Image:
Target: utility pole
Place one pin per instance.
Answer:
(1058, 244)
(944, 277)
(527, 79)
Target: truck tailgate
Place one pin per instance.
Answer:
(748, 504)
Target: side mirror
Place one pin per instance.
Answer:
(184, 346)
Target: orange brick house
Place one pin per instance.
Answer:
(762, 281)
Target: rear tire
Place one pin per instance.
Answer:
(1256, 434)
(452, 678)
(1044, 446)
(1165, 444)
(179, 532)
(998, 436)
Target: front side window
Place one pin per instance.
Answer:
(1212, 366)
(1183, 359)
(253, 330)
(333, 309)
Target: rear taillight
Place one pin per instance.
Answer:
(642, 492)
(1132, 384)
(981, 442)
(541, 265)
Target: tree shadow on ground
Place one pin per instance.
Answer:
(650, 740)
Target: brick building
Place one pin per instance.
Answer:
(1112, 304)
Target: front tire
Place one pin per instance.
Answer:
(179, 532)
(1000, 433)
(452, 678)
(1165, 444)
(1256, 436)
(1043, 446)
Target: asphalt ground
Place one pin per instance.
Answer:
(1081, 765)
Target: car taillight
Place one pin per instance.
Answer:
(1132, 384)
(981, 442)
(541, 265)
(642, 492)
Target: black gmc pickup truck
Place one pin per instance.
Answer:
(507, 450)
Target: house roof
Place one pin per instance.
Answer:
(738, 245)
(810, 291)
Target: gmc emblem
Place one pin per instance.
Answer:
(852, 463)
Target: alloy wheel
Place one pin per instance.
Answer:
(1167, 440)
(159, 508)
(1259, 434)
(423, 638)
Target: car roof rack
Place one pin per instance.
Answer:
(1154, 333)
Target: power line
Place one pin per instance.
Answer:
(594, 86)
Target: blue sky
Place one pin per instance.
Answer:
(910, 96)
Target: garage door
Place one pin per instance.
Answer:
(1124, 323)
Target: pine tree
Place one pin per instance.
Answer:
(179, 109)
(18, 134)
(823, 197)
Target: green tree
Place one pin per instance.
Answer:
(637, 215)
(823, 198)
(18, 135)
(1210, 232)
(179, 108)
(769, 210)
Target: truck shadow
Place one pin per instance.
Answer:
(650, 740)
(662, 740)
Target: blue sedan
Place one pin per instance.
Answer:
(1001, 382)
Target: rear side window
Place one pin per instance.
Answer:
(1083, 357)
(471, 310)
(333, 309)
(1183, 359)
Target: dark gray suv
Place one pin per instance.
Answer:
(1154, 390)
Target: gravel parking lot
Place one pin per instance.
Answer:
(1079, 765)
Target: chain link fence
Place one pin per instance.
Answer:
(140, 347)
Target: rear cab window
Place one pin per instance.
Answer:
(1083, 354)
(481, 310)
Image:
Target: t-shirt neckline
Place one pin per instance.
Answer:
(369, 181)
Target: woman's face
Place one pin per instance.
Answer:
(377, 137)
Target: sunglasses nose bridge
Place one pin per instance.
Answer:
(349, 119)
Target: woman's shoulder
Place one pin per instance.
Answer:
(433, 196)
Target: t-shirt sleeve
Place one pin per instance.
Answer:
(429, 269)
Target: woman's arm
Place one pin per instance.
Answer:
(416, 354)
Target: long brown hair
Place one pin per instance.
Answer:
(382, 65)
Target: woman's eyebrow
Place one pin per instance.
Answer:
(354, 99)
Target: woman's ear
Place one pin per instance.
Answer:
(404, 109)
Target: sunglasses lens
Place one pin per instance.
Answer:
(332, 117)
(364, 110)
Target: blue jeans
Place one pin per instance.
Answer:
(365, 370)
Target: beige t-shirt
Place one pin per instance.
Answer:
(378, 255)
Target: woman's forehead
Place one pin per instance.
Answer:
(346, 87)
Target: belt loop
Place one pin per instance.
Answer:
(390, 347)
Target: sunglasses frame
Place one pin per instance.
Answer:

» **What you are asked to do**
Return every line of the records above, unchanged and in the same order, from the first to the last.

» **Result of this exercise**
Image:
Target: utility pole
Place one pin per instance.
Answer:
(1058, 244)
(944, 277)
(527, 79)
Target: truck tailgate
Place one pin per instance.
Answer:
(748, 504)
Target: side mirror
Place one pin per instance.
Answer:
(184, 346)
Target: orange brick house
Place one pin per instance.
Answer:
(762, 281)
Target: rear tire
Place one pin per instance.
Answer:
(1256, 434)
(452, 678)
(1044, 446)
(1165, 444)
(179, 532)
(998, 436)
Target: front side window
Place one pin per instance.
Answer:
(1212, 366)
(1183, 359)
(253, 330)
(333, 309)
Target: rear taillight
Place one pin per instance.
Answer:
(642, 492)
(1132, 384)
(981, 442)
(541, 265)
Target: tree shadow on ground
Place one pin per instance.
Answer:
(650, 740)
Target: brick building
Place one pin per instance.
Answer:
(1112, 304)
Target: front tire
Place one pin per instance.
Answer:
(179, 532)
(1000, 433)
(452, 678)
(1165, 444)
(1256, 436)
(1043, 446)
Target: asphalt ground
Place one pin per instance.
Answer:
(1081, 765)
Target: car taillight
Place one pin per instance.
Answer:
(1132, 384)
(981, 442)
(541, 265)
(642, 492)
Target: black gmc pickup truck
Place one pin per instance.
Answer:
(507, 450)
Target: house roof
Place one pin per instance.
Answer:
(738, 245)
(810, 291)
Target: gmc emblem
Place one pin per instance.
Answer:
(852, 463)
Target: alloy wheel
Place one pin per instance.
Answer:
(1167, 440)
(159, 508)
(1259, 434)
(423, 638)
Target: car roof rack
Place one pin per instance.
Answer:
(1154, 333)
Target: power line
Place one pin per instance.
Answer:
(594, 86)
Target: blue sky
Place one pin per instance.
Answer:
(910, 96)
Target: garage door
Place one pin per instance.
Answer:
(1124, 323)
Target: pine tree
Place one pin per instance.
Answer:
(179, 109)
(18, 134)
(823, 197)
Target: green tree
Place one pin per instance.
Answer:
(637, 215)
(823, 198)
(18, 135)
(1210, 232)
(179, 108)
(769, 210)
Target: truck shadow
Place one pin per instance.
Answer:
(650, 740)
(662, 740)
Target: blue sedan
Place one pin per instance.
Answer:
(1001, 382)
Target: rear side window
Place one pin per instance.
Answer:
(1083, 357)
(471, 310)
(333, 309)
(1183, 359)
Target: dark gray suv
Place one pin per instance.
Answer:
(1154, 390)
Target: gravel parking lot
Place one pin per instance.
Answer:
(1079, 765)
Target: chain link fence
Place one pin per instance.
Answer:
(140, 347)
Target: rear cab window
Place one pin per instance.
Answer:
(1083, 354)
(481, 310)
Image:
Target: t-shirt neckline
Place one pin per instance.
Answer:
(369, 181)
Target: woman's face
Place one pin per instance.
Answer:
(377, 137)
Target: sunglasses nose bridge
Place one pin per instance.
Answer:
(349, 119)
Target: woman's shoulder
Place one pin per instance.
Answer:
(433, 196)
Target: t-shirt sleeve
Place one pin per instance.
Answer:
(429, 269)
Target: woman's arm
Place one pin per instance.
Answer:
(416, 354)
Target: long brown hair
Place one pin per instance.
Answer:
(382, 65)
Target: woman's eyebrow
Place one pin per instance.
Answer:
(354, 99)
Target: woman's ear
Place one pin per instance.
Answer:
(404, 109)
Target: sunglasses lens
Place one pin per instance.
Answer:
(332, 117)
(364, 110)
Target: blue jeans
Place one pin per instance.
Answer:
(365, 370)
Target: beige t-shirt
Place one pin per instance.
Answer:
(378, 255)
Target: woman's forehead
Place one pin per instance.
Answer:
(346, 87)
Target: belt loop
Place one pin per instance.
Answer:
(390, 347)
Target: sunglasses frame
Place one pin per instance.
Answer:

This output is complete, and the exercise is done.